TRECHO:
No ano passado, o maior problema foi climático. Agora, temos a falta de chuvas neste início de safra, mas as previsões apontam para um ano melhor. O produtor tem condições favoráveis para plantar.
Cesário Ramalho, presidente da Abramilho

Na safra 2020/2021, as mudanças climáticas pegaram em cheio as lavouras de milho: na safra de verão, a estiagem na região Sul provocou perdas de seis milhões de toneladas e, na safra de inverno, o prejuízo (que ainda está sendo contabilizado, pois a colheita terminou no começo de setembro), deve ser de 25 milhões de toneladas.

José Medeiros/Folhapress

Algodão para a China

As projeções para a safra 2021/2022 de algodão mostram que a retomada da demanda mundial pelo produto deve crescer, principalmente por importantes consumidores asiáticos.

O dólar valorizado e a menor produção de algodão nos EUA contribuíram para uma valorização forte dos preços internacionais, o que permitiu que o Brasil batesse recordes de exportações.
Guilherme Ribeiro, da Conab (Companhia Nacional de Abastecimento)

As projeções da Conab indicam um aumento de 13,4% na área que vai ser plantada na safra 2021/22, com 1,548 milhão de hectares. Em volume, a estatal projetou que o país vai produzir 2,71 milhões de toneladas, exportar 2 milhões de toneladas e consumir, internamente, 760 mil toneladas. "A demanda interna vai aumentar após a vacinação da covid-19", disse o dirigente da Conab.

Boa parte da safra que ainda não terminou de ser colhida (2020/2021) já está praticamente vendida (87%), e a safra que ainda vai ser plantada já tem 40% da produção estimada comercializada. Os dados são da Anea (Associação Nacional dos Exportadores de Algodão).

"Os produtores estão se esforçando para se firmar no mercado internacional como exportadores regulares", disse, se referindo, principalmente, à Ásia.

José Medeiros/Folhapress

China é o maior comprador de algodão

Na semana passada, produtores de algodão do Brasil e compradores da China debateram estratégias para aumentar o comércio bilateral entre os países durante um evento, o Cotton Brazil Harvest 2021 Roundtable.

Apesar de ser o segundo maior produtor de algodão do mundo, a China não supre a sua demanda interna. De acordo com o Departamento de Agricultura dos EUA (USDA), a produção chinesa foi de 6,4 milhões de toneladas na safra 2020/2021, mas o país demandou 8,7 milhões de toneladas. Na safra atual, a estimativa de produção é de 5,8 milhões de toneladas, queda de 9,3%, e aumento de 2,5% no consumo, para 8,9 milhões de toneladas.

DADOS FORNECIDOS:
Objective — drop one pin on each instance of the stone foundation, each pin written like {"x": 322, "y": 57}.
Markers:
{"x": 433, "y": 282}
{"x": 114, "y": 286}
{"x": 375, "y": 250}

ENUNCIADO:
Prossiga o trecho sobre as safras de milho e algodão, escrevendo a partir da última frase apresentada.

RESULTADO:
De acordo com a Abrapa (Associação Brasileira dos produtores de Algodão), a perspectiva é que a China continue comprando pelo menos um terço do algodão brasileiro para suprir a sua demanda.

O diretor da plataforma que comercializa 90% do algodão importado pela China (CNCE), Yang Baofu, falou, durante o evento, que o país tem intenções de aumentar as importações de algodão brasileiro, que atende às exigências de qualidade das indústrias chinesas.

Edson Silva/Folhapress

Arroz, feijão e café

Para o trio que tradicionalmente estampa a alimentação do consumidor brasileiro —arroz, feijão e café— as projeções anunciadas pela Conab não são tão animadoras quanto para as demais commodities.

Segundo a estatal, para o arroz, a expectativa é de um pequeno aumento de produção (+0,4%), com projeção aproximada de 11,8 milhões de toneladas. Já para o feijão, que tem três safras durante o ano, a perspectiva é de manutenção de área plantada, com cerca de 3.000 hectares em todo o país, e uma produção de 3,1 milhão de toneladas.

"Há a projeção de recuperação da produção e dos estoques finais, que voltarão a valores próximos ao da média dos últimos cinco anos", disse Guilherme Ribeiro, da Conab.

O café não entra na lista da Conab como parte da safra projetada em 289,6 milhões de toneladas, mas a estatal anunciou, nesta semana, que a produção nacional de café beneficiado deve ser de 46,9 milhões de sacas em 2021.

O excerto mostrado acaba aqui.